[Start of Attachment]
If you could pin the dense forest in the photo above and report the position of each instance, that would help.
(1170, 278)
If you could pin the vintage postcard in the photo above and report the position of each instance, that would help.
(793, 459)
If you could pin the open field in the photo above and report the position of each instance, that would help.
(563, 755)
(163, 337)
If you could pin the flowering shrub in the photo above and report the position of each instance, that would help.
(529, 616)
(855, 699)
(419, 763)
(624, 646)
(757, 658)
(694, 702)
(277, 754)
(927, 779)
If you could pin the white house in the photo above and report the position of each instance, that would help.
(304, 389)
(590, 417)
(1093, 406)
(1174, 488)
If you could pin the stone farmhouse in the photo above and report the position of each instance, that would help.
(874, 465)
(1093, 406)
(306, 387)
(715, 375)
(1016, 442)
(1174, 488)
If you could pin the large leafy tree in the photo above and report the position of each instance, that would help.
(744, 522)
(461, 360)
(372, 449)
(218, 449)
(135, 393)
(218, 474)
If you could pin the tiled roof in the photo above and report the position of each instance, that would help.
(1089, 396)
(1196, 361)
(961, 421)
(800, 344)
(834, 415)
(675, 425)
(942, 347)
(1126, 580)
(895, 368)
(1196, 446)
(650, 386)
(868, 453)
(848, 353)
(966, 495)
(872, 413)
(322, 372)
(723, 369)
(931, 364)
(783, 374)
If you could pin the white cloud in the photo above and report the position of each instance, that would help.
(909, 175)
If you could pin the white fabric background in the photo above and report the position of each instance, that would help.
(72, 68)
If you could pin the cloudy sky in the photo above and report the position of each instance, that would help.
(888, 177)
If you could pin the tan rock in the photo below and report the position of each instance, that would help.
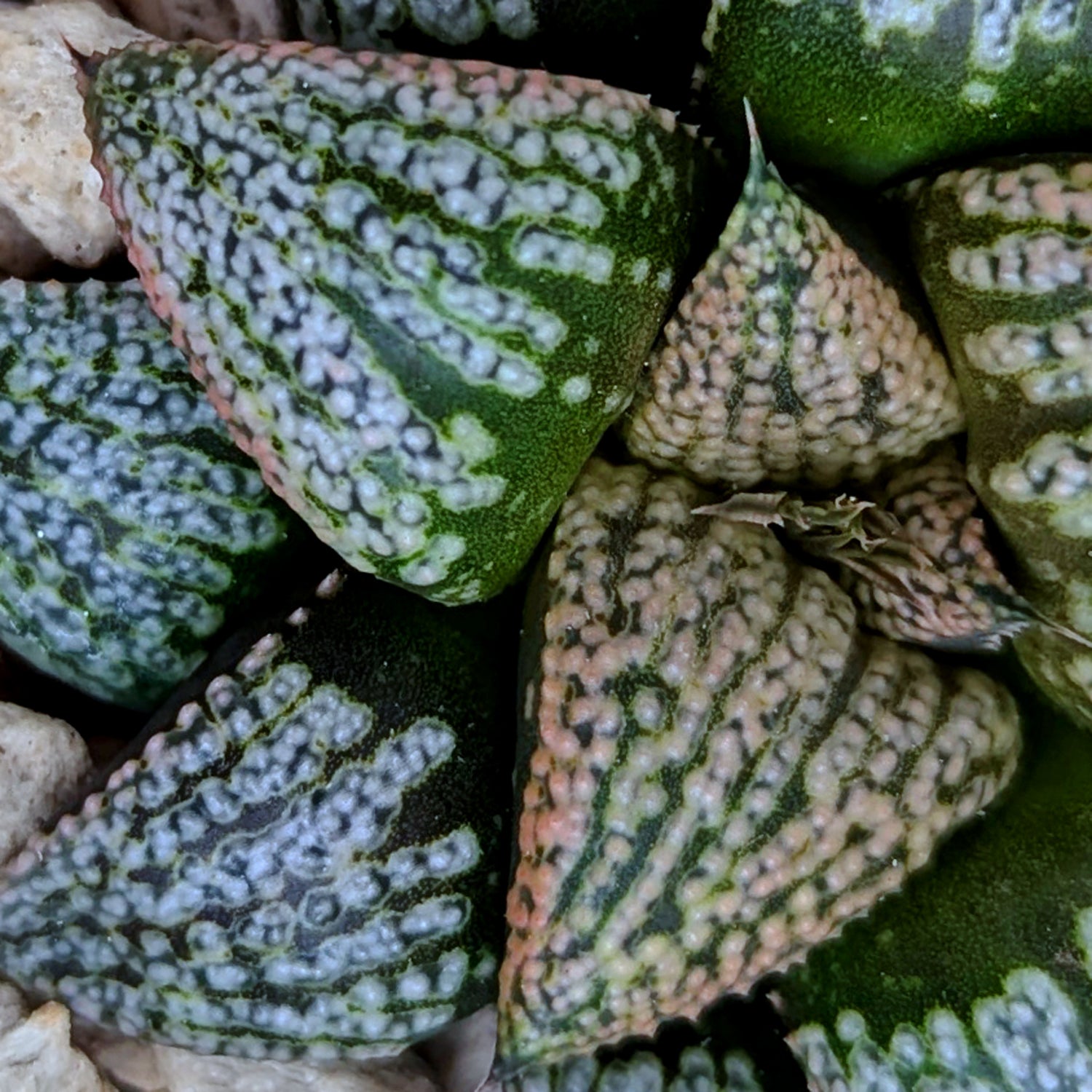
(12, 1007)
(36, 1054)
(43, 761)
(47, 183)
(213, 20)
(462, 1054)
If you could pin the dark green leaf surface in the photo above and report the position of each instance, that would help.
(874, 90)
(131, 524)
(720, 768)
(978, 974)
(1005, 253)
(419, 290)
(309, 860)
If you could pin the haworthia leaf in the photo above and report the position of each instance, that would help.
(360, 24)
(698, 1070)
(788, 360)
(131, 524)
(1005, 251)
(917, 561)
(874, 89)
(419, 290)
(976, 976)
(720, 769)
(308, 860)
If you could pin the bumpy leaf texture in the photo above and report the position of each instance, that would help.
(131, 526)
(419, 290)
(788, 360)
(720, 769)
(307, 860)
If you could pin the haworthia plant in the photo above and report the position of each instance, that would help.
(719, 767)
(947, 590)
(874, 90)
(788, 360)
(360, 24)
(417, 290)
(1004, 251)
(917, 559)
(978, 976)
(737, 1046)
(698, 1069)
(307, 860)
(131, 523)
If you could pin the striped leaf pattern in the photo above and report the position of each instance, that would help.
(307, 860)
(877, 89)
(947, 590)
(1005, 253)
(720, 768)
(699, 1069)
(131, 524)
(788, 360)
(976, 976)
(417, 290)
(360, 24)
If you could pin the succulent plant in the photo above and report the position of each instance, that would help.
(719, 769)
(307, 860)
(1004, 253)
(875, 90)
(917, 561)
(976, 974)
(788, 360)
(419, 290)
(132, 529)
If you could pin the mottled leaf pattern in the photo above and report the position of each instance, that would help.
(720, 768)
(917, 559)
(417, 290)
(698, 1069)
(130, 523)
(873, 90)
(360, 24)
(1005, 251)
(788, 360)
(308, 860)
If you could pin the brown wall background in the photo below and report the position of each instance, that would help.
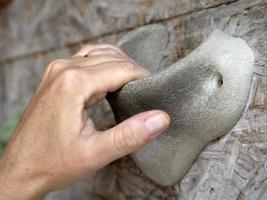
(35, 32)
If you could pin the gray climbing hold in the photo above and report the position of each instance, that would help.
(205, 94)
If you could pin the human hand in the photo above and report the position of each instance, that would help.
(55, 143)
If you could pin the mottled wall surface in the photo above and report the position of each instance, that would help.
(33, 33)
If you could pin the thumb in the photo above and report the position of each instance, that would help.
(129, 136)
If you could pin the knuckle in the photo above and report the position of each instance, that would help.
(56, 64)
(68, 78)
(128, 66)
(116, 48)
(126, 140)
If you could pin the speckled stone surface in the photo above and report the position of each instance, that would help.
(205, 94)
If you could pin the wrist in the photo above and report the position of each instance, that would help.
(19, 184)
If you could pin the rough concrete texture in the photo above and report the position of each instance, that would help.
(205, 94)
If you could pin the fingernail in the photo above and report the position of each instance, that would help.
(155, 124)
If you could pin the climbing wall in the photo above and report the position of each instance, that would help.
(33, 33)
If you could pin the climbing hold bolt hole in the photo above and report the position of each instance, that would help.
(218, 81)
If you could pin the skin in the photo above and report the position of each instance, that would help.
(55, 143)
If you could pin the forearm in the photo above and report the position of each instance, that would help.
(19, 185)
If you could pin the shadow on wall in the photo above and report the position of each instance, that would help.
(6, 130)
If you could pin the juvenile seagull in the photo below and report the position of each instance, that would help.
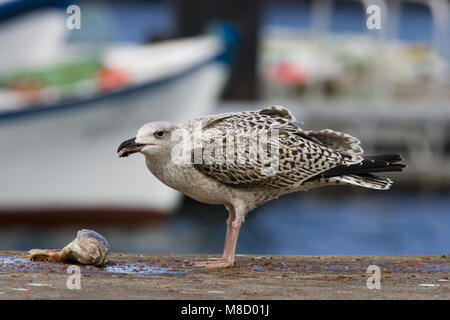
(305, 160)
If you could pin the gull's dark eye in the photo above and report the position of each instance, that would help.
(159, 133)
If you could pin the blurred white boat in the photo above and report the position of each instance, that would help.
(63, 155)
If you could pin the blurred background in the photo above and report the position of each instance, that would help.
(76, 81)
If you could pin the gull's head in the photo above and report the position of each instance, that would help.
(152, 138)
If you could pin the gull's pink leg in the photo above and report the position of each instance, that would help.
(227, 260)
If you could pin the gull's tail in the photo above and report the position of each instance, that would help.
(361, 174)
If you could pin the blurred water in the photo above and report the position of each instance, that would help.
(308, 223)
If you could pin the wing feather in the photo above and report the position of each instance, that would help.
(292, 156)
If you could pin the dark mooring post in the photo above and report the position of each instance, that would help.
(194, 15)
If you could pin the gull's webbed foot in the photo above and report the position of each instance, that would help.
(221, 263)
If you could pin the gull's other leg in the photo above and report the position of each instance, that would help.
(233, 227)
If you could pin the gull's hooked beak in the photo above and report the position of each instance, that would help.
(129, 147)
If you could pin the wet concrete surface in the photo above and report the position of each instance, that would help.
(166, 276)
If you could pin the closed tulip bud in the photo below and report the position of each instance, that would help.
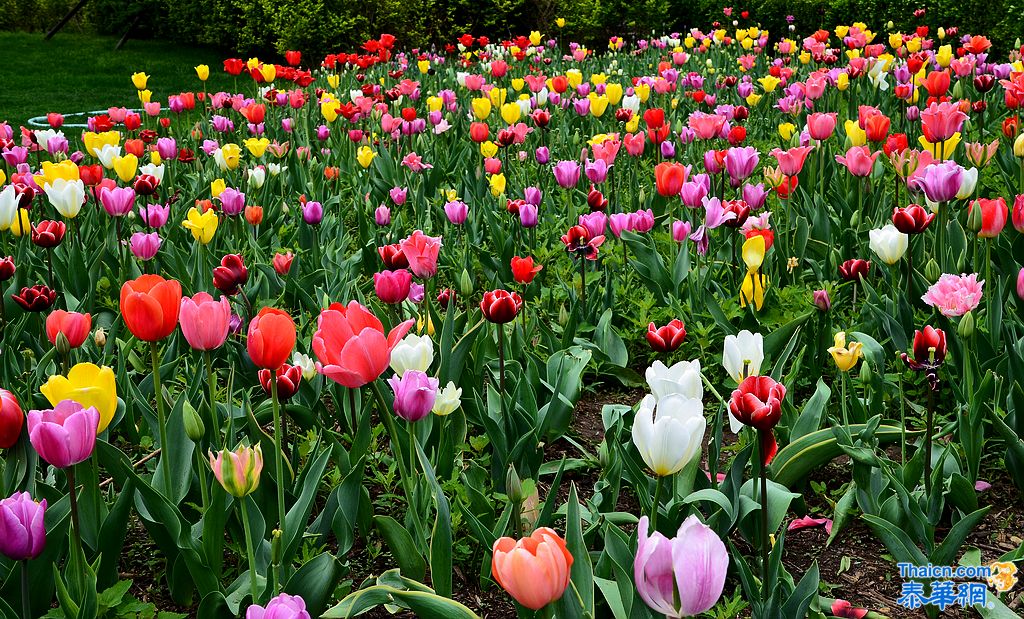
[End of Attachment]
### [YOUR ASSIGNMENT]
Repeat the listing exactly, pictures excluded.

### [RESPONSE AREA]
If you could pin the dense forest in the photo above and report the position of each instance, that would help.
(1170, 278)
If you could pin the vintage postcard in the photo above and report the position of each instance, that would help.
(793, 459)
If you could pin the open field in the photo above and report the position of each instance, that would help.
(563, 755)
(163, 337)
If you could pin the flowering shrub in the photo above and report the position of each instance, that would help.
(529, 616)
(855, 699)
(419, 763)
(624, 646)
(757, 658)
(694, 702)
(277, 754)
(927, 779)
If you could pin the white house in the photo above and report the position of each instance, that would help.
(304, 389)
(590, 417)
(1093, 406)
(1174, 488)
If you could pin the stone farmhouse in the photo above and report the position of each instance, that would help.
(874, 465)
(1093, 406)
(306, 387)
(715, 375)
(1016, 442)
(1174, 488)
If you could pin the large leafy tree in the photo above and report the position of each instance, that would help.
(744, 522)
(461, 360)
(372, 449)
(218, 449)
(135, 393)
(218, 474)
If you could pin the tiled roof in the photo above and report the position of each instance, that would help.
(1089, 396)
(1196, 361)
(961, 421)
(800, 344)
(834, 415)
(675, 425)
(942, 347)
(1126, 580)
(895, 368)
(1196, 446)
(650, 386)
(868, 453)
(848, 353)
(966, 495)
(872, 413)
(322, 372)
(723, 369)
(931, 364)
(783, 374)
If you could pin the white cloud in the photo above and report the position of each instance, that would help.
(909, 175)
If you could pin the white fabric background in the photo above and report the position of each instance, that would help.
(72, 68)
If you could pin the cloudy sky in the photo above and report the position of each instance, that would help.
(888, 177)
If you could pin the tan rock in the photo below and report the position of each instance, that would help.
(12, 1007)
(36, 1054)
(43, 761)
(47, 183)
(213, 20)
(462, 1054)
If you could pin the dark green leaf surface in the photo above and report the position of each instance, that would help.
(874, 90)
(131, 524)
(720, 768)
(978, 974)
(1005, 253)
(419, 290)
(309, 860)
If you could pin the haworthia leaf in the photo above and report the position of each instance, that would help.
(360, 24)
(698, 1070)
(788, 360)
(131, 524)
(1005, 251)
(917, 561)
(874, 89)
(419, 290)
(976, 976)
(720, 769)
(308, 860)
If you could pin the bumpy leaf texture in the photo above and report the position of each instance, that would help.
(131, 526)
(419, 290)
(788, 360)
(720, 769)
(307, 860)
If you could pin the haworthia plant in the photo above and report the position of each instance, that would help.
(719, 767)
(947, 590)
(874, 90)
(788, 360)
(360, 24)
(417, 290)
(1004, 251)
(917, 559)
(978, 976)
(737, 1046)
(698, 1069)
(307, 860)
(131, 523)
If you could pin the striped leaf pattern in the photo above and report the position of each instance, that would help.
(307, 860)
(877, 89)
(947, 590)
(1005, 253)
(720, 768)
(699, 1069)
(131, 524)
(788, 360)
(976, 976)
(417, 290)
(360, 24)
If you could pin the succulent plant in the photo above and report the position of each instance, that would help.
(719, 769)
(307, 860)
(1004, 253)
(875, 90)
(917, 561)
(976, 974)
(788, 360)
(419, 290)
(132, 529)
If you could pin the mottled leaf pattern in the photo above and report the position of each instance, that would help.
(720, 768)
(917, 559)
(417, 290)
(698, 1069)
(130, 523)
(873, 90)
(360, 24)
(1005, 251)
(788, 360)
(308, 860)
If you could pin the brown wall background in the photo below and report the position of each instance, that would help.
(35, 32)
If you could pin the gray climbing hold in the photo above and report the position of each instance, that would help.
(205, 94)
If you could pin the human hand in the photo above and report the position of each instance, that would help.
(55, 143)
If you could pin the mottled wall surface in the photo above and report the position of each instance, that would help.
(33, 33)
If you could pin the thumb in the photo above and report the position of each instance, that would help.
(129, 136)
If you could pin the knuckle in the photo above and report the position of each instance, that would help.
(56, 64)
(68, 78)
(128, 66)
(116, 48)
(126, 140)
If you could pin the speckled stone surface in the photo above and report the position of each instance, that would help.
(205, 94)
If you could pin the wrist in the photo above and report the position of each instance, that would help.
(19, 184)
If you could pin the rough concrete texture in the photo above and report the position of each instance, that would help.
(205, 94)
If you could pin the fingernail in the photo above and report the position of each instance, that would help.
(155, 124)
If you could pin the climbing wall in the photo above and report the position of each instance, that would help.
(33, 33)
If you could pin the climbing hold bolt hole in the photo above and report the position of each instance, that would help.
(218, 81)
If you could pin the skin in the photo above and report the position of each instance, that would help.
(55, 143)
If you could pin the forearm in the photo above and report the position of each instance, that would help.
(19, 185)
If you could pin the shadow on wall in the photo above and report the position of each instance, that would help.
(6, 130)
If you could pin the juvenile seagull in the photo below and report the position of each instance, that would help.
(305, 160)
If you could pin the gull's dark eye in the photo above and report the position of each instance, that would help.
(159, 133)
If you could pin the blurred white boat in the photo above and report the position of each instance, that would help.
(63, 155)
If you could pin the blurred background in the photo above and report the position of each instance, that would help.
(76, 81)
If you could pin the gull's head in the photo above and report the position of each instance, that would help.
(152, 138)
If you could pin the gull's pink leg in the photo above and report the position of each instance, that would help.
(227, 260)
If you could pin the gull's tail in the photo above and report the position of each instance, that would help.
(361, 174)
If you could pin the blurred water in the photo above and report the position of each instance, that would help.
(308, 223)
If you could pin the wing feather in the photo above and report the position of each instance, that would help.
(292, 156)
If you could pin the dark mooring post in the photo above and report the position of each instance, that would help.
(194, 15)
If you could pin the gull's webbed foot in the photo above and report the position of each instance, that would help.
(221, 263)
If you could pin the gull's other leg in the photo above and report the position of each instance, that would help.
(233, 227)
If you could pin the gull's hooked beak in the photo above and report the position of each instance, that would help.
(129, 147)
If you could pin the wet concrete surface in the photo above and report the position of each instance, that would help.
(166, 276)
If you could pin the closed tulip bud in the photo below and report the position of each instance, that would help.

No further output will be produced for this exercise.